## DOCUMENT SEGMENT

++++++++

Hbase Map/reduce-How to access individual columns of the table?

I have a table called User with two columns, one called visitorId and the other called friend which is a list of strings. I want to check whether the VisitorId is in the friendlist. Can anyone direct me as to how to access the table columns in a map function?
I'm not able to picture how data is output from a map function in hbase.
My code is as follows:
ublic class MapReduce {
static class Mapper1 extends TableMapper<ImmutableBytesWritable, Text> {
private int numRecords = 0;
private static final IntWritable one = new IntWritable(1);
private final IntWritable ONE = new IntWritable(1);
private Text text = new Text();
#Override
public void map(ImmutableBytesWritable row, Result values, Context context) throws IOException {
//What should i do here??
ImmutableBytesWritable userKey = new ImmutableBytesWritable(row.get(), 0, Bytes.SIZEOF_INT);
context.write(userkey,One);
}
//context.write(text, ONE);
} catch (InterruptedException e) {
throw new IOException(e);
}
}
}
public static void main(String[] args) throws Exception {
Configuration conf = HBaseConfiguration.create();
Job job = new Job(conf, "CheckVisitor");
job.setJarByClass(MapReduce.class);
Scan scan = new Scan();
Filter f = new RowFilter(CompareOp.EQUAL,new SubstringComparator("mId2"));
scan.setFilter(f);
scan.addFamily(Bytes.toBytes("visitor"));
scan.addFamily(Bytes.toBytes("friend"));
TableMapReduceUtil.initTableMapperJob("User", scan, Mapper1.class, ImmutableBytesWritable.class,Text.class, job);
}
}
So Result values instance would contain the full row from the scanner.
To get the appropriate columns from the Result I would do something like :-
VisitorIdVal = value.getColumnLatest(Bytes.toBytes(columnFamily1), Bytes.toBytes("VisitorId"))
friendlistVal = value.getColumnLatest(Bytes.toBytes(columnFamily2), Bytes.toBytes("friendlist"))
Here VisitorIdVal and friendlistVal are of the type keyValue http://archive.cloudera.com/cdh/3/hbase/apidocs/org/apache/hadoop/hbase/KeyValue.html, to get their values out you can do a Bytes.toString(VisitorIdVal.getValue())
Once you have extracted the values from columns you can check for "VisitorId" in "friendlist"

++++++++

## EXERCISE SET
[a] Do these statements agree with the HBase thread? Answer yes or no for each, and quote the deciding words of the thread. (i) The table called User has two columns. (ii) The Result values instance holds only a single column of the row. (iii) VisitorIdVal and friendlistVal are of the type keyValue.
[b] Return every line in the rows below that contains the string "path".
The rows have no connection to the HBase thread.

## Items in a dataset

++++++++

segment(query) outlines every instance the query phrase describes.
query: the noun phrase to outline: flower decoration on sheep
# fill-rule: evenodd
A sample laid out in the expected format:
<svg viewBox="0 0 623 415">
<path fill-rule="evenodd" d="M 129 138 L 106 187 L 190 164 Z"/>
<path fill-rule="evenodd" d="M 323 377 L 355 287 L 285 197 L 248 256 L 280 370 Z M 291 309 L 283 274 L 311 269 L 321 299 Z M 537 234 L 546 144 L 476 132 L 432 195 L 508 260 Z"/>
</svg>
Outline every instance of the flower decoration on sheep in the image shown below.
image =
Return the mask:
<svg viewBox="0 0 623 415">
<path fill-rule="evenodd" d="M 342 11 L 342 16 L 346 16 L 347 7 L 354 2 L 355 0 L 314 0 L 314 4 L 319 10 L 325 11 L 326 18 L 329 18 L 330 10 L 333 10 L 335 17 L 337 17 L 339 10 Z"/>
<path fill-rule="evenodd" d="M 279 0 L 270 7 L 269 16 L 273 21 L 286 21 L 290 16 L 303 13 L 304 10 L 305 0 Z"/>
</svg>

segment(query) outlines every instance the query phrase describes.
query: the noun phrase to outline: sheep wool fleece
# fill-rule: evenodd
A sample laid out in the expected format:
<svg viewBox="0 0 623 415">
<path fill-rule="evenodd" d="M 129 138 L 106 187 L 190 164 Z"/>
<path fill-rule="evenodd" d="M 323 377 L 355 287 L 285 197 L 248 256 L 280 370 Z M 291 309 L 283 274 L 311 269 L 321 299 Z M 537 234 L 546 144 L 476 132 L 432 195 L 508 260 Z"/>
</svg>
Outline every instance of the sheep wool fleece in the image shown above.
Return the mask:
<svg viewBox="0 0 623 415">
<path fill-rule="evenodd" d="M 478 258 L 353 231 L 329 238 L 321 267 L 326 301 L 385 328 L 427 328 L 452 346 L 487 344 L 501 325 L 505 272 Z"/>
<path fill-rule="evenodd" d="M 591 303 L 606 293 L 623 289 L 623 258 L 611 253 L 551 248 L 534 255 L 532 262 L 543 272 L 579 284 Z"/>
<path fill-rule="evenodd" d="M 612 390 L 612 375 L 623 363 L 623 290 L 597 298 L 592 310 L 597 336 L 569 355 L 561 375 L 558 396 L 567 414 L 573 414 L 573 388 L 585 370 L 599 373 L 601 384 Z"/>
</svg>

++++++++

## TASK-BY-TASK RESULTS
[a]
(i) Yes: "I have a table called User with two columns"
(ii) No: "So Result values instance would contain the full row from the scanner."
(iii) Yes: "Here VisitorIdVal and friendlistVal are of the type keyValue"

[b]
<path fill-rule="evenodd" d="M 129 138 L 106 187 L 190 164 Z"/>
<path fill-rule="evenodd" d="M 323 377 L 355 287 L 285 197 L 248 256 L 280 370 Z M 291 309 L 283 274 L 311 269 L 321 299 Z M 537 234 L 546 144 L 476 132 L 432 195 L 508 260 Z"/>
<path fill-rule="evenodd" d="M 342 11 L 342 16 L 346 16 L 347 7 L 354 2 L 355 0 L 314 0 L 314 4 L 319 10 L 325 11 L 326 18 L 329 18 L 330 10 L 333 10 L 335 17 L 337 17 L 339 10 Z"/>
<path fill-rule="evenodd" d="M 279 0 L 270 7 L 269 16 L 273 21 L 286 21 L 290 16 L 303 13 L 304 10 L 305 0 Z"/>
<path fill-rule="evenodd" d="M 129 138 L 106 187 L 190 164 Z"/>
<path fill-rule="evenodd" d="M 323 377 L 355 287 L 285 197 L 248 256 L 280 370 Z M 291 309 L 283 274 L 311 269 L 321 299 Z M 537 234 L 546 144 L 476 132 L 432 195 L 508 260 Z"/>
<path fill-rule="evenodd" d="M 478 258 L 353 231 L 329 238 L 321 267 L 326 301 L 385 328 L 427 328 L 452 346 L 487 344 L 501 325 L 505 272 Z"/>
<path fill-rule="evenodd" d="M 591 303 L 606 293 L 623 289 L 623 258 L 611 253 L 551 248 L 534 255 L 532 262 L 543 272 L 579 284 Z"/>
<path fill-rule="evenodd" d="M 612 390 L 612 375 L 623 363 L 623 290 L 597 298 L 592 310 L 597 336 L 569 355 L 561 375 L 558 396 L 567 414 L 573 414 L 573 388 L 585 370 L 599 373 L 601 384 Z"/>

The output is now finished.